## WORK TO COMPLETE
Starting at the line with "Note: for this drill, mark the sun", transcribe each line through the final one, both included, and add nothing.

## PROVIDED MATERIAL
= = = = = = =

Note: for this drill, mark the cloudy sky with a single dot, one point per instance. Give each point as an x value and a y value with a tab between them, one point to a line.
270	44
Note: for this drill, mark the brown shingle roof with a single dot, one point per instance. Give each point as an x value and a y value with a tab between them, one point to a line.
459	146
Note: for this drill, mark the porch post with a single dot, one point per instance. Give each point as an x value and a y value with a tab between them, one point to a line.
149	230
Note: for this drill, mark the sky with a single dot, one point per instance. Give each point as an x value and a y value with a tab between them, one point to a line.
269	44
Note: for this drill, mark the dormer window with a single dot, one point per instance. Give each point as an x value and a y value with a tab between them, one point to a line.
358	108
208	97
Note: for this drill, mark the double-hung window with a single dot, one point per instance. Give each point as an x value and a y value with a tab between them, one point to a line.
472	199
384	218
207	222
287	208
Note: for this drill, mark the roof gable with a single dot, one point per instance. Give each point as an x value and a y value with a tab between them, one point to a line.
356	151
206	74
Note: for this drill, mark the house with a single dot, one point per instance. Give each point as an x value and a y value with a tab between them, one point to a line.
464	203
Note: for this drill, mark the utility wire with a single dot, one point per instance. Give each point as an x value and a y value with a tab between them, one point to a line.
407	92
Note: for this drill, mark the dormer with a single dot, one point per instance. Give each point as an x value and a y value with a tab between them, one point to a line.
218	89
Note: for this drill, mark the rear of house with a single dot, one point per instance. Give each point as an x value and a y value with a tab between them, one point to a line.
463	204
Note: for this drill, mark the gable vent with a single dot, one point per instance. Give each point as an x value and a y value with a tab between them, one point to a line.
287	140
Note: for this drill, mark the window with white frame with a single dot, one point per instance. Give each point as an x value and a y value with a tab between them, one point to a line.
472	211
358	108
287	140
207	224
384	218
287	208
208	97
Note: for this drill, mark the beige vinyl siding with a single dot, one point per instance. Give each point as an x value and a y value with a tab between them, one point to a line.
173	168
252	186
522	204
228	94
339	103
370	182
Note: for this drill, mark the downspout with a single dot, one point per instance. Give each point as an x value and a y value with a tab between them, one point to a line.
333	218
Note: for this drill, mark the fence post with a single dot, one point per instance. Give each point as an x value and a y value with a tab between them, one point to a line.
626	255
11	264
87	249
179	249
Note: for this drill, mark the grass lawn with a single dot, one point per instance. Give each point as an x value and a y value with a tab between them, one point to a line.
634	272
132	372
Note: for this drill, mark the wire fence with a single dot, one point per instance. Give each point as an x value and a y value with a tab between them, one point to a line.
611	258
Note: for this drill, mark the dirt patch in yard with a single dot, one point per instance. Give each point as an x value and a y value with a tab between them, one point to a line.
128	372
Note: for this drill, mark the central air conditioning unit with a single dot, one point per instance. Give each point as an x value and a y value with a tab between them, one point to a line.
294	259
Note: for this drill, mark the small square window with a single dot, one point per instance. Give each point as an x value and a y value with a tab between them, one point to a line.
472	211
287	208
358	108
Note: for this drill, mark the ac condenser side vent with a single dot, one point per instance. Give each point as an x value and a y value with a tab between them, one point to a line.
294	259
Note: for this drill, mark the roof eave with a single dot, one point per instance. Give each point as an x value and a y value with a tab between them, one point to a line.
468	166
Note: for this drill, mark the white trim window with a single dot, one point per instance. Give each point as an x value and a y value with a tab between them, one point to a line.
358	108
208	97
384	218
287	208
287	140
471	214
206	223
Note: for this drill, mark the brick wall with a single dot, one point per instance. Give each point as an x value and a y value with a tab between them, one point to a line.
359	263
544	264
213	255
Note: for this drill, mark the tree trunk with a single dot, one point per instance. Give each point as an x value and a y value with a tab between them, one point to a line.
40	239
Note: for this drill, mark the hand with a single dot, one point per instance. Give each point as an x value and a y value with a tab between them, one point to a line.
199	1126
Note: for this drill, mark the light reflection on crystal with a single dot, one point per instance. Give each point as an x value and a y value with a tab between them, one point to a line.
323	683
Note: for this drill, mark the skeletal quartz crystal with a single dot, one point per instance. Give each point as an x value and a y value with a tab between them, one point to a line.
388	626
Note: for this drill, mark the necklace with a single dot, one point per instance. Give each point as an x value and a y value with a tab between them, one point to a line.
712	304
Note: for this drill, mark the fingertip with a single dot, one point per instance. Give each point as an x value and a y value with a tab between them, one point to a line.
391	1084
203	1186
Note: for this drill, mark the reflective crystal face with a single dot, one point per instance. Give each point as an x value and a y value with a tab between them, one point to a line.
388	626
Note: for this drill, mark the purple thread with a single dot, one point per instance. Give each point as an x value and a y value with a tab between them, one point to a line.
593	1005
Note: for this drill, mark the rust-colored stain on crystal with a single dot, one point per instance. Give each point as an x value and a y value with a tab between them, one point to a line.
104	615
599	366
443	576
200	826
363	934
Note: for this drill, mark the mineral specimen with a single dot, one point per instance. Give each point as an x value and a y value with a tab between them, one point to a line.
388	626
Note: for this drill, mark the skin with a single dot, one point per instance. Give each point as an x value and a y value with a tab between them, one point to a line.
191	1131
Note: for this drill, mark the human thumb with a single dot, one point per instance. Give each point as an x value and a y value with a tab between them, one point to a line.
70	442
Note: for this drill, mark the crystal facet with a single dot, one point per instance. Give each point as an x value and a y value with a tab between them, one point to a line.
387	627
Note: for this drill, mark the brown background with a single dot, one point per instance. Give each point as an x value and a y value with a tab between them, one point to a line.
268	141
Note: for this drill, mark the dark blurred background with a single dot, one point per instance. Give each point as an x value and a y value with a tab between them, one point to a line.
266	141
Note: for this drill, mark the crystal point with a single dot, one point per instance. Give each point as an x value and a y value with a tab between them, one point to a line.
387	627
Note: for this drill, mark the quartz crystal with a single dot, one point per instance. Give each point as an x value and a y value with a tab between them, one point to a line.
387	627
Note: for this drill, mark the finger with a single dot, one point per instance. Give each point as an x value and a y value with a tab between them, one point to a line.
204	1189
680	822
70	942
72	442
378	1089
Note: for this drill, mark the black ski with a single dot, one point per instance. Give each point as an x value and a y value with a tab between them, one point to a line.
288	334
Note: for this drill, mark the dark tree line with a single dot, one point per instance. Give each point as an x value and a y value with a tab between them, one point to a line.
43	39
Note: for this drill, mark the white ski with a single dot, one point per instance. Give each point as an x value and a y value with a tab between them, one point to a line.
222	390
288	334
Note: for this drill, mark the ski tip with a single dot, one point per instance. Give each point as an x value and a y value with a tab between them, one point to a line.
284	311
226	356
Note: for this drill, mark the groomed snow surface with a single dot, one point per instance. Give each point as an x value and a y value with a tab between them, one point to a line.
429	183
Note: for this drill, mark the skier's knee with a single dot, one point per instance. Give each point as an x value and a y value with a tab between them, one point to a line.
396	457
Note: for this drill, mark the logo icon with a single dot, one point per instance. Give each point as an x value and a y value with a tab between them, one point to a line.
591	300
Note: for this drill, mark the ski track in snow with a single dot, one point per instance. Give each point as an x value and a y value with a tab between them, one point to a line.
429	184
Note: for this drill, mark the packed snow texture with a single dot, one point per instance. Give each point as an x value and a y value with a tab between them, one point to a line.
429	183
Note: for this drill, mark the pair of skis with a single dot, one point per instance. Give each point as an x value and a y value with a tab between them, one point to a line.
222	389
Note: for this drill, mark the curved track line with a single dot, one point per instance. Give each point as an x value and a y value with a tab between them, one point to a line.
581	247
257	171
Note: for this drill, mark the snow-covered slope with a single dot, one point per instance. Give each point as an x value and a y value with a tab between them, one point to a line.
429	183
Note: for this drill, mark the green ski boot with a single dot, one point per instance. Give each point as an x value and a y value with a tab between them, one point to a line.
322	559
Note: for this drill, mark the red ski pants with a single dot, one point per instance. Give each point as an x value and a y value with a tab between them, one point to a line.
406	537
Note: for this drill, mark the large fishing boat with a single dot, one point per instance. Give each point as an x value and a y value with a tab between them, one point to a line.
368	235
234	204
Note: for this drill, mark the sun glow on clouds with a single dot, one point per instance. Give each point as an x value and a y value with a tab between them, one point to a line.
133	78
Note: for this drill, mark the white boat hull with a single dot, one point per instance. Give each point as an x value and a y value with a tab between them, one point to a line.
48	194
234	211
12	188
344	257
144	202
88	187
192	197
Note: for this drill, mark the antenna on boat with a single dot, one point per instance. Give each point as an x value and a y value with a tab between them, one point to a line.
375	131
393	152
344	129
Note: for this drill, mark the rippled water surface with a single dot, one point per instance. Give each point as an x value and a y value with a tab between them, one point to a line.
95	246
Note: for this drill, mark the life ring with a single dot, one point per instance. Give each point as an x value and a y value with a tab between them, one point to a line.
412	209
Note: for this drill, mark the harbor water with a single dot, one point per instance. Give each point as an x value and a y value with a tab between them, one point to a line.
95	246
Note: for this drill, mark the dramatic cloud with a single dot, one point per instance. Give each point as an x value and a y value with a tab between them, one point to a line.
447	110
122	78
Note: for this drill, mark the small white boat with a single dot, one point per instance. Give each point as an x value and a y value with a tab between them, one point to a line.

= = = = = = =

## SOLUTION FOR THIS EXERCISE
Note: for this drill, mark the sun glow on clouds with a single dot, one point per instance. Give each point as an x value and a y value with a tab between them, one point to a line.
133	78
Note: for this drill, mark the white boat hull with a single dot, one point per instance. Give each point as an x value and a y value with a tab between them, one point to a line.
48	194
234	211
12	188
344	257
144	202
88	187
192	197
Note: for this drill, mark the antenna on boat with a single dot, one point per instance. Give each point as an x value and a y value with a tab between them, one point to a line.
375	131
393	152
344	129
Note: for this drill, mark the rippled water surface with a single dot, one point per instance. Give each point as an x value and a y value with a tab between them, one point to a line.
95	246
Note: for this drill, mark the life ring with a single dot, one point per instance. Give each point as an x value and a y value with a tab between them, one point to a line.
412	209
Note: for this drill, mark the harbor water with a single dot, one point per instance. Give each point as an x value and a y value with a tab between them, one point to a line.
95	246
Note: for this drill, mark the dramatic cloud with a single dot, one point per instance. Give each point as an x value and a y value with a tab between them, one point to a line.
447	110
122	78
Note: for this drill, mark the small white boat with a single dot, one point per instance. Give each point as an x value and a y value with a tab between them, one point to a line.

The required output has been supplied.